Point-per-instance localization data:
◆ ◆ ◆ ◆ ◆

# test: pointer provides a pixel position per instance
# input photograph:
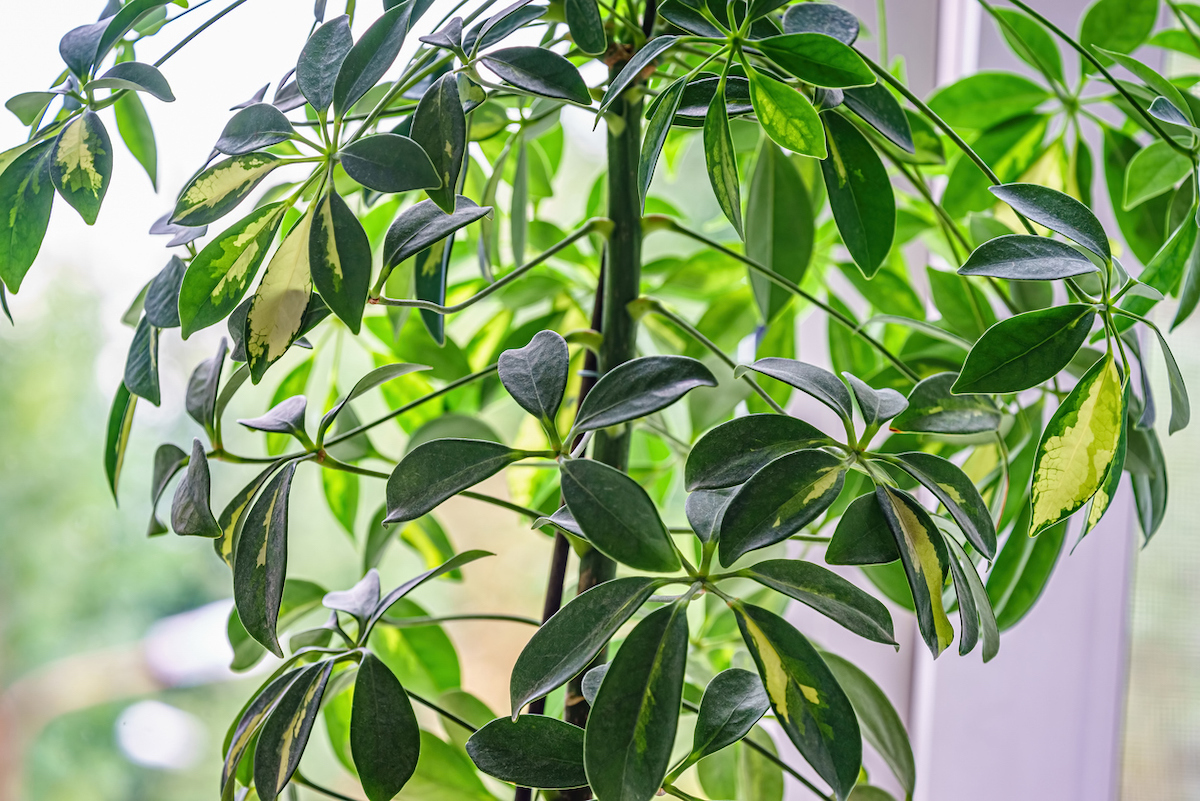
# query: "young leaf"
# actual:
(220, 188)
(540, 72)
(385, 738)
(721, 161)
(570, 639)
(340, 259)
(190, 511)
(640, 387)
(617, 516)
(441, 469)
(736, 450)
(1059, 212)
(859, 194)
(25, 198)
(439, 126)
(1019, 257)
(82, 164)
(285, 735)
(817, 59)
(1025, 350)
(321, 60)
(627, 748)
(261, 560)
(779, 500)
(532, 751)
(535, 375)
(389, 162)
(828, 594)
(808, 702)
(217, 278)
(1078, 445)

◆ ◆ ◆ ◆ ◆

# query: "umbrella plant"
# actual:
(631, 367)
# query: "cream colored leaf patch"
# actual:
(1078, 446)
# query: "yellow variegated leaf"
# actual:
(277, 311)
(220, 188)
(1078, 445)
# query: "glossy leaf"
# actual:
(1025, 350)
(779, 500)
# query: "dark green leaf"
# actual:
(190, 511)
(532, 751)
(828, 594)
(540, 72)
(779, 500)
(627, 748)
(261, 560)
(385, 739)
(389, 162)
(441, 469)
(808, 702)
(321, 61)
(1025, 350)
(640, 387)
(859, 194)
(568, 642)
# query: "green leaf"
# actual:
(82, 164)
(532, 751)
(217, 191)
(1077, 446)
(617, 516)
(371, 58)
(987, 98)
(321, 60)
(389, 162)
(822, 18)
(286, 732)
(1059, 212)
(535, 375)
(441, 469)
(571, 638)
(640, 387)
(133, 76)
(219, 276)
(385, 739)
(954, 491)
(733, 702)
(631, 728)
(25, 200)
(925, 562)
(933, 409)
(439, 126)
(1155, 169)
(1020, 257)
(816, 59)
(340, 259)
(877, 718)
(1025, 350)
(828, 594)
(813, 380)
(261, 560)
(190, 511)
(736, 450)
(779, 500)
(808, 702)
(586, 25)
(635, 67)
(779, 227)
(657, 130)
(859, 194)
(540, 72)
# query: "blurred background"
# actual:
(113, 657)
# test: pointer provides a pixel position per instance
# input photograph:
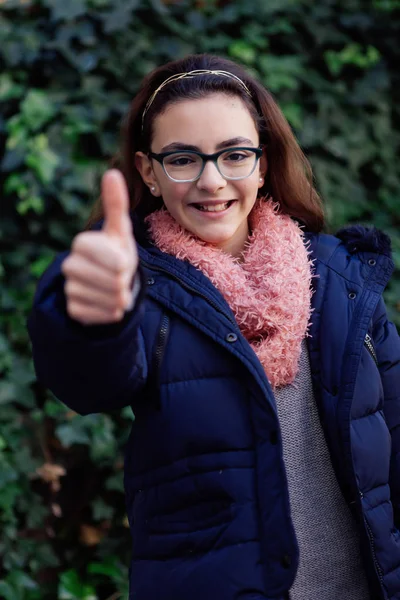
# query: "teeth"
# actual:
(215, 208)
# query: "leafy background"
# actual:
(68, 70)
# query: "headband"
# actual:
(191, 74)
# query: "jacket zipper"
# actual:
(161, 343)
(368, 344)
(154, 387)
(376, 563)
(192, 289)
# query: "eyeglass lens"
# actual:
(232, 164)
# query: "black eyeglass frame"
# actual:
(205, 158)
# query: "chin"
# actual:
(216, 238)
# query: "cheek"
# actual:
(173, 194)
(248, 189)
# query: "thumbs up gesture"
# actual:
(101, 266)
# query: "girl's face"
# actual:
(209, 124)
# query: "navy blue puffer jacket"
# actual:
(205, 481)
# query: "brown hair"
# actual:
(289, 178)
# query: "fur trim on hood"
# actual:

◆ ◆ ◆ ◆ ◆

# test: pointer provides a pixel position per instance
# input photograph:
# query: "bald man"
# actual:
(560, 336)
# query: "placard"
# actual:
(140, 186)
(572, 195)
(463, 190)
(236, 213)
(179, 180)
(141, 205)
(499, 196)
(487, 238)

◆ ◆ ◆ ◆ ◆

#### [Task goal]
Where a line above holds the word "eyeglass", copy it.

#### [Solution to this exercise]
# query: "eyeglass lens"
# query: "black eyeglass frame"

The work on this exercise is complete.